# Your instructions
Take the entries that follow and return only the lines from the one with "[indicate] fingernail (a" through the final line, leaving every picture behind.

# Dataset records

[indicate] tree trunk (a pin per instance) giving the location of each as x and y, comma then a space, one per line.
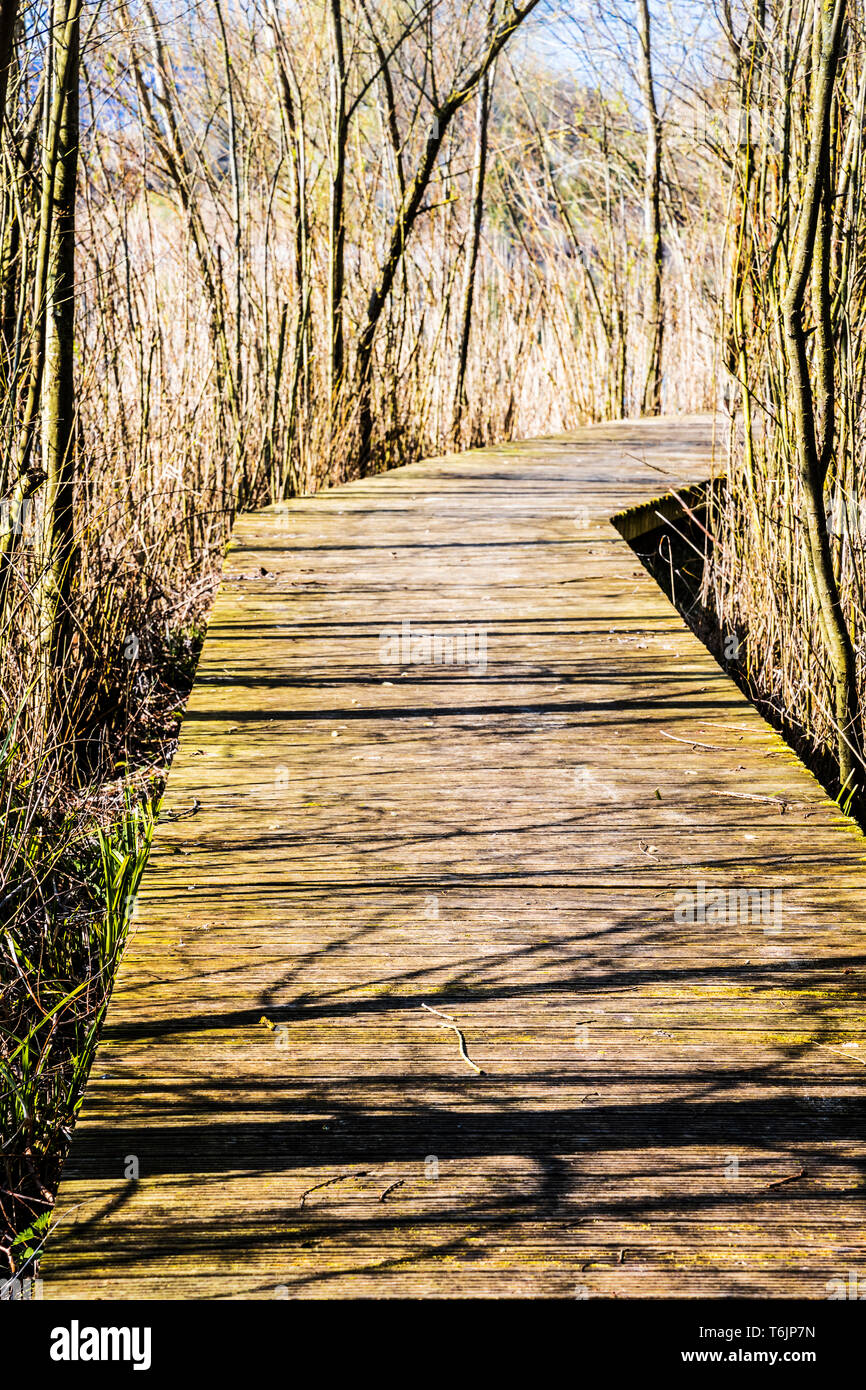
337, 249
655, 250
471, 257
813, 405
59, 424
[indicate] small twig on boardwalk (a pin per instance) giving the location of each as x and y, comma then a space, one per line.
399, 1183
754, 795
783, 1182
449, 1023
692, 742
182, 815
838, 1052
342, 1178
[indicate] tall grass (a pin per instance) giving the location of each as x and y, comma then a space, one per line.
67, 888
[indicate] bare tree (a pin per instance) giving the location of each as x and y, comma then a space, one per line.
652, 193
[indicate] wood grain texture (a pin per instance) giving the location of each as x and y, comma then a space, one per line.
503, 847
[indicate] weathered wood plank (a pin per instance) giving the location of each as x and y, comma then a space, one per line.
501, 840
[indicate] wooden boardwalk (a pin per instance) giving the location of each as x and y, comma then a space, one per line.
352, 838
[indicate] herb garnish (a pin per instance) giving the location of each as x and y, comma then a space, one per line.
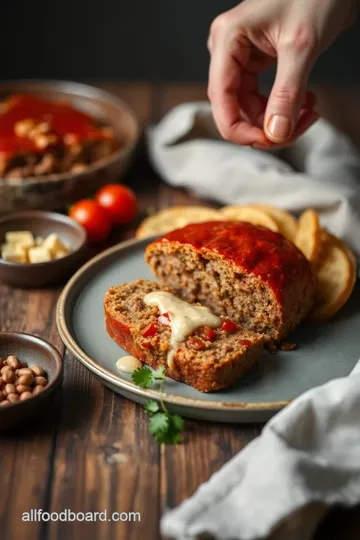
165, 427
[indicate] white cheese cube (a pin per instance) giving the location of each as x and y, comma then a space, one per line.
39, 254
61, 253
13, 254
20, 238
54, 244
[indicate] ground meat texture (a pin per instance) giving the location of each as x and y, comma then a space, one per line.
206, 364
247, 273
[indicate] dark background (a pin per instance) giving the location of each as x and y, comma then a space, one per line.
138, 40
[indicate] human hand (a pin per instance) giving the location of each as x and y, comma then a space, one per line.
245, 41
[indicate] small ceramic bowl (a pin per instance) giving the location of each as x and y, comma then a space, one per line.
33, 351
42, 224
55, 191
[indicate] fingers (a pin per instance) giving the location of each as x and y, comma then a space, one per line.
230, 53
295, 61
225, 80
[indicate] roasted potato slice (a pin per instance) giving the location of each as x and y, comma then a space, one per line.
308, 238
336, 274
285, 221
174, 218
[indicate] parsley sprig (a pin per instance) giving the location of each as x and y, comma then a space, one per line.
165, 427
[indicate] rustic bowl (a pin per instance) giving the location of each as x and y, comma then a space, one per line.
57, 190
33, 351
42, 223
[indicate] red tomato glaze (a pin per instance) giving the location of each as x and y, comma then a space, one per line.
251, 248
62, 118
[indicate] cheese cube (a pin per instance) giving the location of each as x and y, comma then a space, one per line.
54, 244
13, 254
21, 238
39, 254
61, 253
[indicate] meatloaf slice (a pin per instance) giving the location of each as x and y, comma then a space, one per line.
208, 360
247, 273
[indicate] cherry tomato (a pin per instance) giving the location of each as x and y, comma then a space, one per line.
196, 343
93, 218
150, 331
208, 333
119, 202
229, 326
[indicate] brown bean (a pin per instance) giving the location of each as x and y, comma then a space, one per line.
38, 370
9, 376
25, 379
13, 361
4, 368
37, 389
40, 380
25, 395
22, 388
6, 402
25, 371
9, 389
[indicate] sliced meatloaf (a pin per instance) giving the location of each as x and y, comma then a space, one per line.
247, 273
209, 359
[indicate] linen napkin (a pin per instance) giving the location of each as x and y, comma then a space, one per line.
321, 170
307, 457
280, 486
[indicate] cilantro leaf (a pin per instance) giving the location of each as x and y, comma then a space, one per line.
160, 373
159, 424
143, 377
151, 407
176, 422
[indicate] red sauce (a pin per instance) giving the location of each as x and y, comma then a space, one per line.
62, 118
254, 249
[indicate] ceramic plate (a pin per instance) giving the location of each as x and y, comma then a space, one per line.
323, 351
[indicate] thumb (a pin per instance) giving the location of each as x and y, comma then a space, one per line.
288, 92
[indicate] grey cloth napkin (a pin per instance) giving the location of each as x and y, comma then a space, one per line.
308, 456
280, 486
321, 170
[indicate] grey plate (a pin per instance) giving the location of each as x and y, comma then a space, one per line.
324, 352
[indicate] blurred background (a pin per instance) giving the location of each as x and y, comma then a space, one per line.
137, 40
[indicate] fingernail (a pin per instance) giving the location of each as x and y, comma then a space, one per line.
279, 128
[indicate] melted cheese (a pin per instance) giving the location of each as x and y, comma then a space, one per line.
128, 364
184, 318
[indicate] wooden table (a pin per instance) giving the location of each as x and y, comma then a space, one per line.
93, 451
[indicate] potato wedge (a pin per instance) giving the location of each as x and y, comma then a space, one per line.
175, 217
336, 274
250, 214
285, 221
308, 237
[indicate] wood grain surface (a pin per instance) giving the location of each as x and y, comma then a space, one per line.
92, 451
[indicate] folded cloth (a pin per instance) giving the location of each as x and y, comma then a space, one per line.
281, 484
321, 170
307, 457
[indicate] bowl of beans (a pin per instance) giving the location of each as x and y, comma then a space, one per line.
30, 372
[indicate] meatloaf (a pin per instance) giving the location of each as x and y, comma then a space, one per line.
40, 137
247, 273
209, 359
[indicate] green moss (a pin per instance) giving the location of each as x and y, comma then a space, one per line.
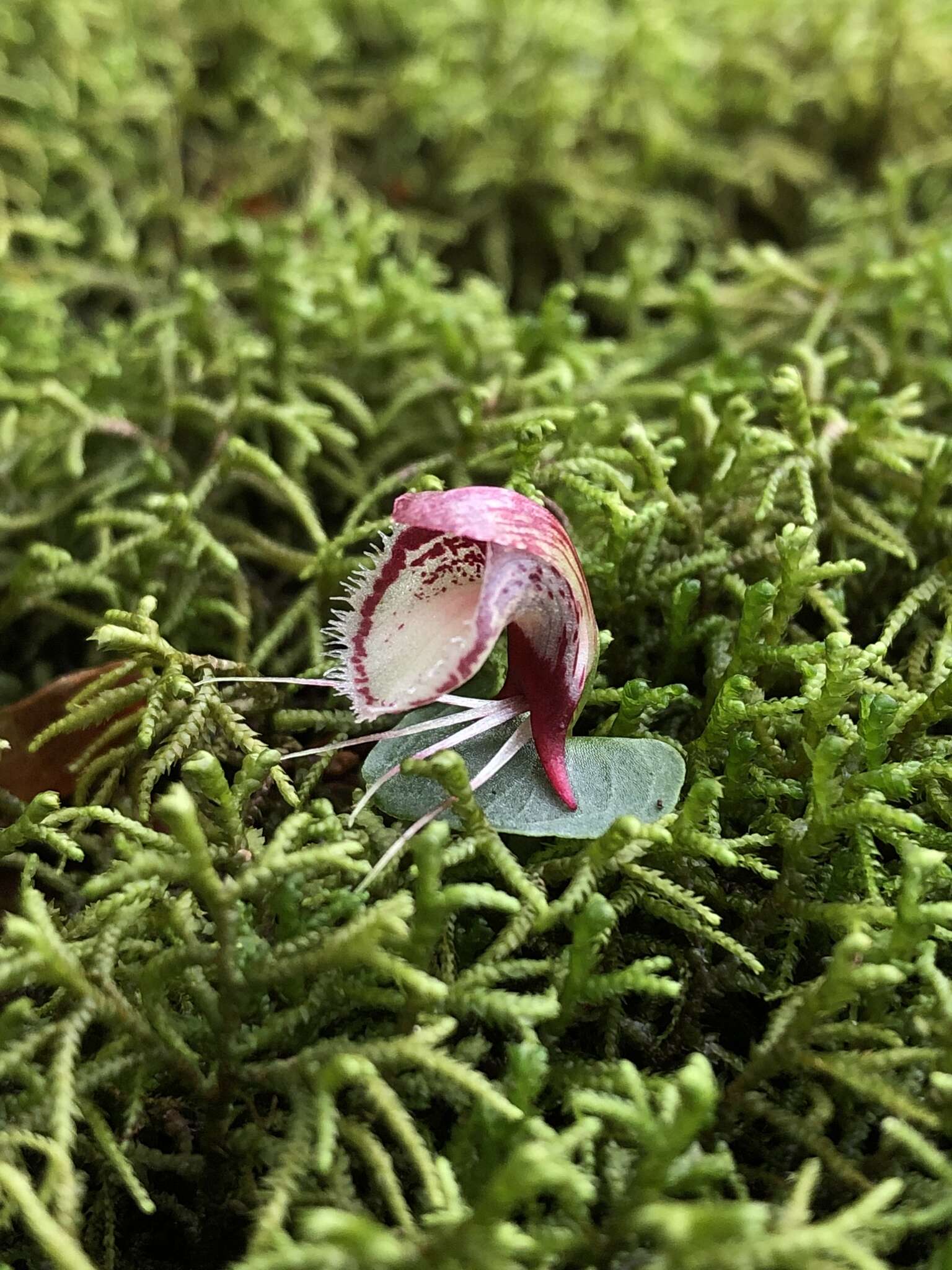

# Result for this task
[indicate] fingernail (a pin per instance) giving the location of each as x and y, comma then a space, one per line.
279, 128
[indicate] melted cheese (a pin per instance) giving the location of each as x and y, comma then a space, one per line.
128, 364
184, 318
[indicate] wooden table (a pin per instance) giving the location of each as x and y, comma then a space, one per line.
93, 451
[indicate] potato wedge (a pin per instance) giving the location of each as x and y, comma then a space, one per line.
175, 217
336, 274
250, 214
285, 221
308, 237
[indicate] wood grain surface (a pin per instance) giving the location of each as x and y, comma then a space, one per line.
92, 451
[indicate] folded cloth (a pin per instance) giving the location of each as x and y, comma then a space, one per line.
281, 484
321, 170
307, 457
[indicate] bowl of beans (a pin per instance) giving the location of each as x and y, comma then a space, one per line.
30, 372
[indicate] meatloaf (a pin per instance) giving the location of each as x and y, comma then a space, one per line.
40, 137
247, 273
209, 359
[indicate] green moss (a pin per instance) giving the location of each as x and y, comma then a space, one per line.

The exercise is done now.